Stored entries
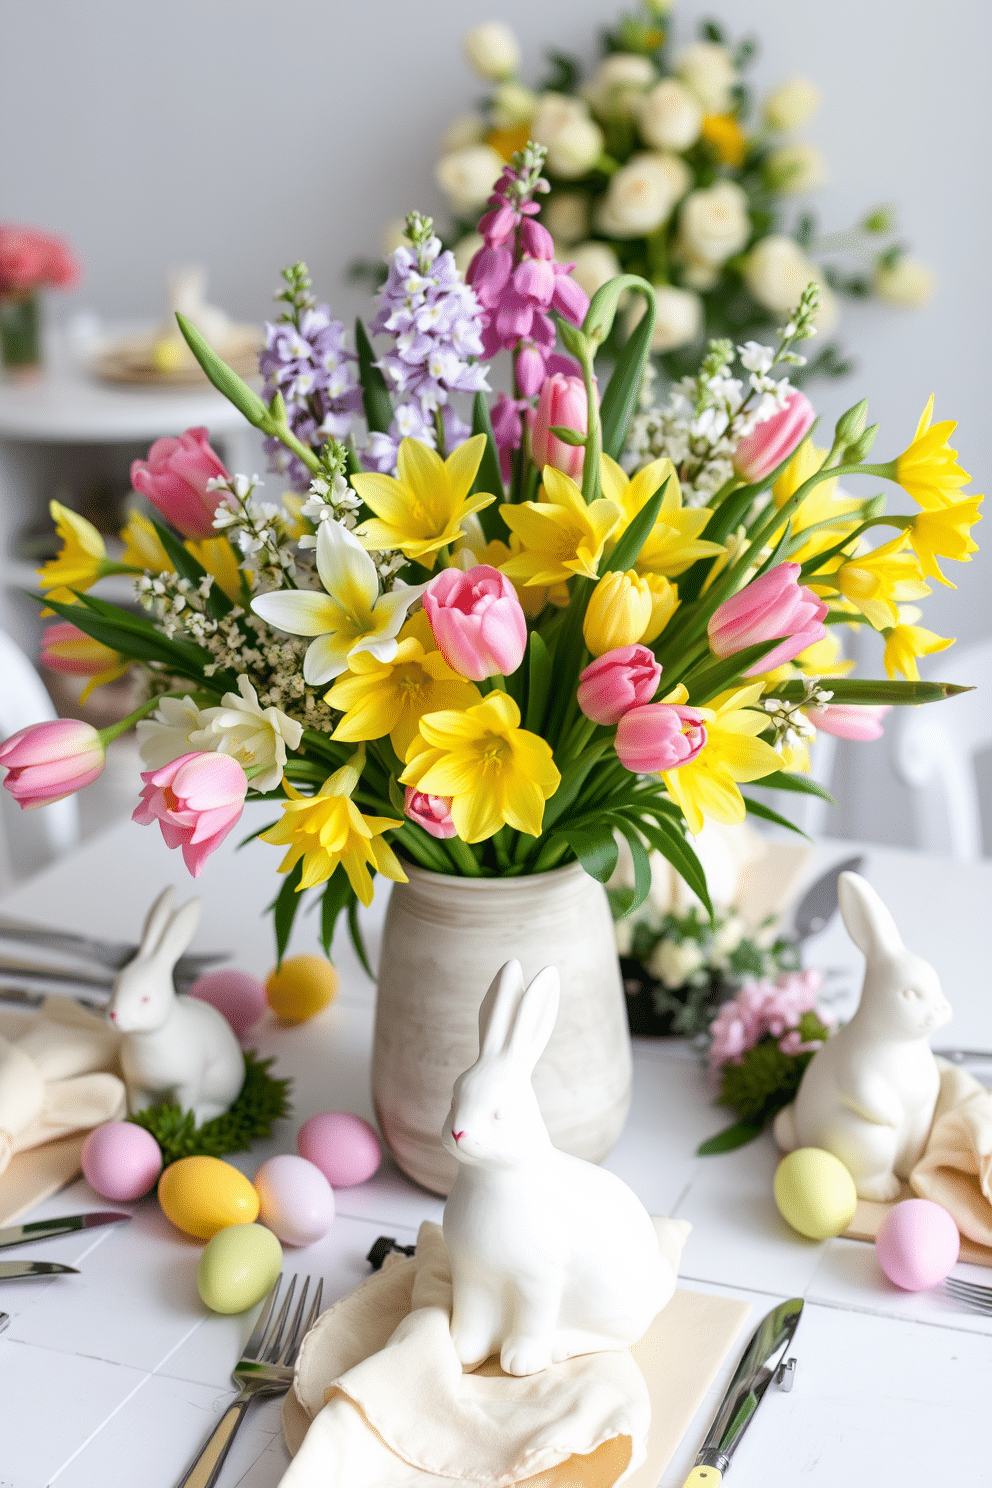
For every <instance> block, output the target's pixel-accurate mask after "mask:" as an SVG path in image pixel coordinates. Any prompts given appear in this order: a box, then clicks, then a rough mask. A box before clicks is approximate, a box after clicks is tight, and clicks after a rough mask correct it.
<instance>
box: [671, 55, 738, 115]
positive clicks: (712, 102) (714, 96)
mask: <svg viewBox="0 0 992 1488" xmlns="http://www.w3.org/2000/svg"><path fill="white" fill-rule="evenodd" d="M675 71H677V74H678V76H680V77H681V79H683V82H684V83H687V85H689V88H692V91H693V92H695V94H696V98H699V103H700V104H702V106H703V109H705V110H706V113H729V110H730V107H732V104H733V85H735V83H736V80H738V73H736V68H735V65H733V61H732V60H730V52H729V51H727V49H726V46H720V43H718V42H696V45H695V46H687V48H686V51H684V52H680V55H678V57H677V58H675Z"/></svg>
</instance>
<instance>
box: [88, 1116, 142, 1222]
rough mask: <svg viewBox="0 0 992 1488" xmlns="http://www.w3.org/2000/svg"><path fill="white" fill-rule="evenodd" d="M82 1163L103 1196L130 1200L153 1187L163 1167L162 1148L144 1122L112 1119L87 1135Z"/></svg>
mask: <svg viewBox="0 0 992 1488" xmlns="http://www.w3.org/2000/svg"><path fill="white" fill-rule="evenodd" d="M80 1165H82V1170H83V1177H85V1178H86V1183H88V1184H89V1187H91V1189H94V1190H95V1192H97V1193H98V1195H100V1196H101V1198H103V1199H116V1201H117V1202H120V1204H126V1202H129V1201H131V1199H140V1198H141V1195H143V1193H147V1192H149V1189H150V1187H153V1184H155V1180H156V1178H158V1176H159V1173H161V1171H162V1152H161V1149H159V1144H158V1141H156V1140H155V1137H153V1135H152V1132H150V1131H146V1129H144V1126H135V1123H134V1122H131V1120H109V1122H104V1125H103V1126H94V1129H92V1131H91V1132H89V1135H88V1137H86V1141H85V1143H83V1150H82V1156H80Z"/></svg>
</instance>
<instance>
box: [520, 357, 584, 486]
mask: <svg viewBox="0 0 992 1488" xmlns="http://www.w3.org/2000/svg"><path fill="white" fill-rule="evenodd" d="M587 417H589V405H587V403H586V388H584V384H583V381H582V378H580V376H564V375H562V373H561V372H553V373H552V376H549V378H547V381H546V382H544V385H543V388H541V396H540V400H538V405H537V412H535V414H534V423H532V426H531V454H532V455H534V464H535V466H537V467H538V470H543V469H544V466H546V464H550V466H555V469H556V470H564V472H565V475H570V476H571V478H573V481H579V479H582V466H583V460H584V458H586V451H584V449H583V446H582V445H567V443H564V442H562V440H561V439H558V437H556V436H555V434H552V433H549V430H550V429H555V427H558V429H574V430H577V432H579V433H580V434H584V433H586V420H587Z"/></svg>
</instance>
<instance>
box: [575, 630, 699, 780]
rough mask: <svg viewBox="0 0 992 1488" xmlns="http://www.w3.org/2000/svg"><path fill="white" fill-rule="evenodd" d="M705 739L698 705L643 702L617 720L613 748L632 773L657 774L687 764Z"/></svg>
mask: <svg viewBox="0 0 992 1488" xmlns="http://www.w3.org/2000/svg"><path fill="white" fill-rule="evenodd" d="M599 659H602V658H599ZM705 743H706V726H705V723H703V716H702V713H700V711H699V710H698V708H687V707H681V705H680V707H672V704H669V702H647V704H644V707H640V708H631V710H629V713H625V714H623V717H622V719H620V722H619V723H617V738H616V751H617V756H619V759H620V763H622V765H623V766H625V769H629V771H631V772H632V774H634V775H660V774H663V772H665V771H666V769H678V766H680V765H689V763H690V760H693V759H696V756H698V754H699V751H700V748H702V747H703V744H705Z"/></svg>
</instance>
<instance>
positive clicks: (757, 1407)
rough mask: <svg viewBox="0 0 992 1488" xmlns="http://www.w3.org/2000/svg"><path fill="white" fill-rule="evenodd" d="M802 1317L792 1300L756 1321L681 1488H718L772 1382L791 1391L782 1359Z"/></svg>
mask: <svg viewBox="0 0 992 1488" xmlns="http://www.w3.org/2000/svg"><path fill="white" fill-rule="evenodd" d="M802 1312H803V1299H802V1298H791V1299H790V1301H788V1302H782V1303H781V1305H779V1306H776V1308H773V1309H772V1311H770V1312H769V1314H767V1317H763V1318H761V1321H760V1323H759V1326H757V1327H756V1330H754V1333H753V1336H751V1342H750V1344H748V1347H747V1348H745V1350H744V1359H742V1360H741V1363H739V1364H738V1369H736V1373H735V1376H733V1379H732V1381H730V1384H729V1387H727V1393H726V1394H724V1397H723V1400H721V1402H720V1409H718V1411H717V1414H715V1417H714V1421H712V1426H711V1427H709V1430H708V1431H706V1439H705V1440H703V1443H702V1446H700V1448H699V1452H698V1454H696V1463H695V1466H693V1470H692V1472H690V1475H689V1478H687V1479H686V1482H684V1484H683V1488H717V1484H718V1482H720V1481H721V1478H723V1475H724V1473H726V1470H727V1467H729V1466H730V1460H732V1457H733V1454H735V1452H736V1449H738V1446H739V1445H741V1437H742V1436H744V1433H745V1431H747V1428H748V1426H750V1424H751V1421H753V1420H754V1412H756V1411H757V1408H759V1406H760V1403H761V1400H763V1399H764V1391H766V1390H767V1387H769V1385H770V1382H772V1379H775V1381H776V1384H779V1385H781V1387H782V1388H784V1390H791V1388H793V1379H794V1378H796V1360H794V1359H790V1360H788V1362H785V1354H787V1353H788V1350H790V1347H791V1342H793V1335H794V1332H796V1327H797V1324H799V1320H800V1317H802Z"/></svg>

#### [Task brief]
Copy the records above line for line, leaving out the pictures.

#### [Output of the exercise]
For every <instance> block, output the target's pixel-accurate mask after "mask:" as an SVG path in image pixel coordinates. Any prompts given appear in this order: a box, then clicks, then a rough mask. A box before clicks is approximate, a box after clicks is tight, and clicks after a rough mask correct it.
<instance>
box: [671, 55, 738, 115]
positive clicks: (712, 102) (714, 96)
mask: <svg viewBox="0 0 992 1488" xmlns="http://www.w3.org/2000/svg"><path fill="white" fill-rule="evenodd" d="M675 71H677V74H678V76H680V77H681V79H683V82H684V83H687V85H689V88H692V91H693V92H695V94H696V98H699V103H700V104H702V106H703V109H705V110H706V113H729V110H730V107H732V104H733V85H735V83H736V80H738V73H736V68H735V65H733V61H732V60H730V52H729V51H727V49H726V46H720V43H718V42H696V45H695V46H687V48H686V51H684V52H680V55H678V57H677V58H675Z"/></svg>
</instance>
<instance>
box: [88, 1116, 142, 1222]
rough mask: <svg viewBox="0 0 992 1488" xmlns="http://www.w3.org/2000/svg"><path fill="white" fill-rule="evenodd" d="M82 1163L103 1196L130 1200L153 1187L163 1167L162 1148L144 1122L112 1119L87 1135Z"/></svg>
mask: <svg viewBox="0 0 992 1488" xmlns="http://www.w3.org/2000/svg"><path fill="white" fill-rule="evenodd" d="M80 1165H82V1170H83V1177H85V1178H86V1183H88V1184H89V1187H91V1189H94V1190H95V1192H97V1193H98V1195H100V1196H101V1198H103V1199H116V1201H117V1202H120V1204H126V1202H129V1201H131V1199H140V1198H141V1195H143V1193H147V1192H149V1189H150V1187H153V1184H155V1180H156V1178H158V1176H159V1173H161V1171H162V1152H161V1149H159V1144H158V1141H156V1140H155V1137H153V1135H152V1132H150V1131H146V1129H144V1126H135V1123H134V1122H131V1120H109V1122H104V1125H103V1126H94V1129H92V1131H91V1132H89V1135H88V1137H86V1141H85V1143H83V1150H82V1156H80Z"/></svg>
</instance>
<instance>
box: [520, 357, 584, 486]
mask: <svg viewBox="0 0 992 1488" xmlns="http://www.w3.org/2000/svg"><path fill="white" fill-rule="evenodd" d="M587 417H589V405H587V403H586V388H584V384H583V381H582V378H580V376H564V375H562V373H561V372H553V373H552V376H549V378H547V381H546V382H544V385H543V388H541V396H540V400H538V405H537V412H535V414H534V423H532V426H531V454H532V455H534V464H535V466H537V467H538V470H543V469H544V466H546V464H550V466H555V469H556V470H564V472H565V475H570V476H571V478H573V481H579V479H582V466H583V460H584V458H586V451H584V449H583V446H582V445H567V443H564V442H562V440H561V439H558V437H556V436H555V434H552V433H549V430H550V429H555V427H558V429H574V430H577V432H579V433H580V434H584V433H586V420H587Z"/></svg>
</instance>
<instance>
box: [575, 630, 699, 780]
rough mask: <svg viewBox="0 0 992 1488" xmlns="http://www.w3.org/2000/svg"><path fill="white" fill-rule="evenodd" d="M705 739L698 705L643 702L617 720L613 748L632 773L657 774L687 764Z"/></svg>
mask: <svg viewBox="0 0 992 1488" xmlns="http://www.w3.org/2000/svg"><path fill="white" fill-rule="evenodd" d="M599 659H602V658H599ZM705 743H706V726H705V723H703V716H702V713H700V711H699V710H698V708H687V707H681V705H680V707H672V704H669V702H647V704H644V707H640V708H631V710H629V713H625V714H623V717H622V719H620V722H619V723H617V738H616V751H617V756H619V759H620V763H622V765H623V766H625V769H629V771H631V772H632V774H634V775H660V774H663V772H665V771H666V769H678V766H680V765H689V763H690V760H693V759H696V756H698V754H699V751H700V748H702V747H703V744H705Z"/></svg>
</instance>
<instance>
positive clicks: (757, 1407)
rough mask: <svg viewBox="0 0 992 1488" xmlns="http://www.w3.org/2000/svg"><path fill="white" fill-rule="evenodd" d="M802 1317L792 1300L756 1321L681 1488H718L772 1382L791 1391L782 1359Z"/></svg>
mask: <svg viewBox="0 0 992 1488" xmlns="http://www.w3.org/2000/svg"><path fill="white" fill-rule="evenodd" d="M802 1312H803V1299H802V1298H791V1299H790V1301H788V1302H782V1303H781V1305H779V1306H776V1308H773V1309H772V1311H770V1312H769V1314H767V1317H763V1318H761V1321H760V1323H759V1326H757V1327H756V1330H754V1333H753V1336H751V1342H750V1344H748V1347H747V1348H745V1350H744V1359H742V1360H741V1363H739V1364H738V1369H736V1373H735V1376H733V1379H732V1381H730V1384H729V1387H727V1393H726V1394H724V1397H723V1400H721V1402H720V1409H718V1411H717V1414H715V1417H714V1421H712V1426H711V1427H709V1430H708V1431H706V1439H705V1440H703V1443H702V1446H700V1448H699V1452H698V1454H696V1463H695V1466H693V1470H692V1472H690V1475H689V1478H687V1479H686V1482H684V1484H683V1488H717V1484H718V1482H720V1481H721V1478H723V1475H724V1473H726V1470H727V1467H729V1466H730V1460H732V1457H733V1454H735V1452H736V1449H738V1446H739V1445H741V1437H742V1436H744V1433H745V1431H747V1428H748V1426H750V1424H751V1421H753V1420H754V1412H756V1411H757V1408H759V1406H760V1403H761V1400H763V1399H764V1391H766V1390H767V1387H769V1385H770V1382H772V1379H775V1381H776V1384H779V1385H781V1387H782V1388H784V1390H791V1388H793V1379H794V1378H796V1360H794V1359H790V1360H788V1362H785V1354H787V1353H788V1350H790V1347H791V1342H793V1335H794V1332H796V1327H797V1324H799V1320H800V1317H802Z"/></svg>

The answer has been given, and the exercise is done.